Description of the task =
Go through the entries below and report how many lines contain the string "background". Nothing but the number is wanted.

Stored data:

────────────────────

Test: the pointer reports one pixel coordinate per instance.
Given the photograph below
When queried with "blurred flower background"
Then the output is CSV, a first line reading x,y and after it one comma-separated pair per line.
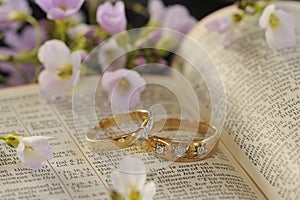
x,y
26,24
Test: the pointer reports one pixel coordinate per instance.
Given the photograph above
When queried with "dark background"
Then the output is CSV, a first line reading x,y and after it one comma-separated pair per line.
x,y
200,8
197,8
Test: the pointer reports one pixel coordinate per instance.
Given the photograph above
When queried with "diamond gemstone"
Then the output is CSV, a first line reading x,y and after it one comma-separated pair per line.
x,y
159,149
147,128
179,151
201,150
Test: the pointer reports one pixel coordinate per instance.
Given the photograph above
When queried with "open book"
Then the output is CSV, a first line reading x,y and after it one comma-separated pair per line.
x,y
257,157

────────────────────

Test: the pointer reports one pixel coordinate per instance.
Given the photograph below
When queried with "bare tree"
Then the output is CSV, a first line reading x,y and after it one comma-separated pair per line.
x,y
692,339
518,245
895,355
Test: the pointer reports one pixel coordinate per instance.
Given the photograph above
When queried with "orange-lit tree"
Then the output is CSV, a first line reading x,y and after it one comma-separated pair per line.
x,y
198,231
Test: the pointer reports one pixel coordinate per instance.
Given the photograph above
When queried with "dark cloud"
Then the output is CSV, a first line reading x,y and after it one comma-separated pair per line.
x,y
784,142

────────────────────

Exercise result =
2